Problem:
Print the material below verbatim, line for line.

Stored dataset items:
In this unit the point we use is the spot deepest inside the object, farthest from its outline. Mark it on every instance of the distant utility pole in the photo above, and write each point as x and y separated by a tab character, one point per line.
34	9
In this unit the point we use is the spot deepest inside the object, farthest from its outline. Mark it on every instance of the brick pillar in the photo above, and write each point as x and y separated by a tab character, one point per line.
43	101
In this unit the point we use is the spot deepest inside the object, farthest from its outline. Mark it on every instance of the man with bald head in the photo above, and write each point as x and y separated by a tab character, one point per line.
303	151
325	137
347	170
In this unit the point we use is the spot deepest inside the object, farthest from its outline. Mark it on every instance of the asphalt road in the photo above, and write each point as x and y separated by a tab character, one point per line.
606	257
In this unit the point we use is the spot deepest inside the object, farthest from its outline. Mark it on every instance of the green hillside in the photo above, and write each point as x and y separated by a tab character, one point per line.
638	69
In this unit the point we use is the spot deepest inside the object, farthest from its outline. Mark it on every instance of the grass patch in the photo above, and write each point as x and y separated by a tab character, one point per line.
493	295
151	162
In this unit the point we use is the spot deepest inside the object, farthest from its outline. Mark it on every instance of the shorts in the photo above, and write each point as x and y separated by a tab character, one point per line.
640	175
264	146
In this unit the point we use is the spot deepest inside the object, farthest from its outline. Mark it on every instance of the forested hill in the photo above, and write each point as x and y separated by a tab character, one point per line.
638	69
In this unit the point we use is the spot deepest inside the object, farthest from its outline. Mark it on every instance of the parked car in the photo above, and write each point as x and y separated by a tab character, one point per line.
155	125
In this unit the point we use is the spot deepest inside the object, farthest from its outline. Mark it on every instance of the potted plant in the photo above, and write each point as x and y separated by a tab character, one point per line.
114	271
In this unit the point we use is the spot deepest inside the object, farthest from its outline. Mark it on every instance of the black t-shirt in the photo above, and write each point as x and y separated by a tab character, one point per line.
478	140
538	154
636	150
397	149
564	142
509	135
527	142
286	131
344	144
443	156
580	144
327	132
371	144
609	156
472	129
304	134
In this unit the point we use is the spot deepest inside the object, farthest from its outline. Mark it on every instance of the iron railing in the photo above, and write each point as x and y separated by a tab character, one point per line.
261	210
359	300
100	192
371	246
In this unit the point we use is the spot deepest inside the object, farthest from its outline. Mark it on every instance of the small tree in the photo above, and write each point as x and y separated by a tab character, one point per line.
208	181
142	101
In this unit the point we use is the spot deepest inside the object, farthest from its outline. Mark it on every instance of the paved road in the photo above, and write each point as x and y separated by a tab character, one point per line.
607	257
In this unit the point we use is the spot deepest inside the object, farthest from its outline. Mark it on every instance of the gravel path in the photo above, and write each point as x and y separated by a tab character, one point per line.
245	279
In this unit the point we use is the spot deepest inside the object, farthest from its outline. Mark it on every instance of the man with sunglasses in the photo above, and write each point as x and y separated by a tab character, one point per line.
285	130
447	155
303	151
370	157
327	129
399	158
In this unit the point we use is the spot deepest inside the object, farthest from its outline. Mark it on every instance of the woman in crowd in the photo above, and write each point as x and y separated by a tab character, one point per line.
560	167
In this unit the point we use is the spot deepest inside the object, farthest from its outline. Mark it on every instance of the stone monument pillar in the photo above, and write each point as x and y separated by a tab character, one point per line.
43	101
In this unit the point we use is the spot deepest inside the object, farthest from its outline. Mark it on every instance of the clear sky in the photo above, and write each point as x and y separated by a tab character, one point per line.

Reply:
In this unit the point we use is the spot deepest inside the object, farthest from its outline. Mark it on every instance of the distant utility pole in the photo above, and write each point as x and y separated by a tab character, one point per line.
34	9
In this unit the point we use is the spot deepest inside the object, farthest from its outline. Mark it on every instance of the brick pillar in the photo above, and write each point as x and y separated by a tab character, one point per line.
43	101
In this unit the point we use is the spot deepest inside the object, farthest from its outline. Mark it on every instance of the man with bald head in the photo above, and write each point as x and y separated by a tab character, one point per line.
303	151
325	137
347	170
In this unit the point we use is the spot deepest inside the object, farthest from its outline. Mark it on every instance of the asphalt road in the photo above, and write each point as x and y separated by a tab character, one point per line.
606	257
In this unit the point we use is the spot deepest inside the object, farthest from its outline. Mark it on every instance of the green hillside in the photo above, and write each point as x and y separated by a tab character, one point per line.
638	69
In this unit the point we use is the spot deepest inside the object, farthest from its outline. Mark it on every instance of the grass patch in the photo above, and write each point as x and y separated by a tab character, one point per line.
493	295
151	162
In this unit the point we use is the spot deepest inside the object, farthest from its outline. Mark it on every instance of the shorts in the photo above, and write each point as x and y separated by a tab character, one point per line.
640	175
264	146
In this unit the point we use is the spot deepest inside the object, farthest from its outline. Mark it on every instance of the forested hill in the photo above, and write each point as x and y separated by a tab character, one point per line.
638	69
In this unit the point we use is the spot deepest inside the object, farthest from its outline. Mark it on every instance of the parked car in the photo above, and write each point as x and y separated by a tab character, one point per line.
155	125
In this unit the point we use is the spot deepest inside the object, farthest from its outline. Mark it on every instance of the potted plant in the photo above, and write each point as x and y separated by a tab character, one point per line.
114	271
In this unit the point we use is the spot deepest inside the object, farthest from its outline. Mark it on every instance of the black t-shirt in the photo above, and write each point as x and y separated by a tab character, one point per line.
478	140
538	154
636	150
397	149
564	142
509	135
527	142
286	131
344	144
443	156
580	144
327	132
371	144
609	156
472	129
304	134
In this unit the point we use is the spot deepest inside the object, farthest from its outline. Mark it on every instance of the iron railing in the photo above, and write each point as x and y separated by a tab character, one point per line.
261	210
359	300
100	192
371	246
In this unit the point we use is the spot deepest inside the object, farthest from its outline. Mark it on every instance of the small tree in the photo above, and write each point as x and y separated by a tab character, one point per line.
208	181
142	101
In this unit the point we use is the spot deepest inside the object, farthest from its outline. Mark it on every instance of the paved road in the photo above, and write each point as x and y separated by a tab character, one point per line.
607	257
In this unit the point we use is the spot deepest inside the object, farthest from its outline. Mark it on every instance of the gravel path in the photo above, and write each point as x and y separated by a tab character, one point per line.
245	279
In this unit the point we use is the spot deepest inside the object, farthest from its outline. Mark it on every instance of the man with sunglasses in the photo above, and write each point as x and y separated by a tab character, one point per line.
285	130
447	155
303	151
370	157
327	129
399	158
In this unit the point we use is the spot deepest inside the object, farthest from its outline. Mark it on every instance of the woman in crowd in the photo above, and write each point as x and y separated by a tab character, one point per line.
560	167
In this unit the point we use is the spot deepest inside the object, farthest from its outline. Mark it on every instance of the stone monument pillar in the photo above, and write each point as x and y separated by a tab character, one point per line.
43	101
In this unit the point we use is the spot deepest inside the object, farthest from its outline. Mark it on every instance of the clear sky in the photo above, and write each point as x and y separated by a tab character, one point per line.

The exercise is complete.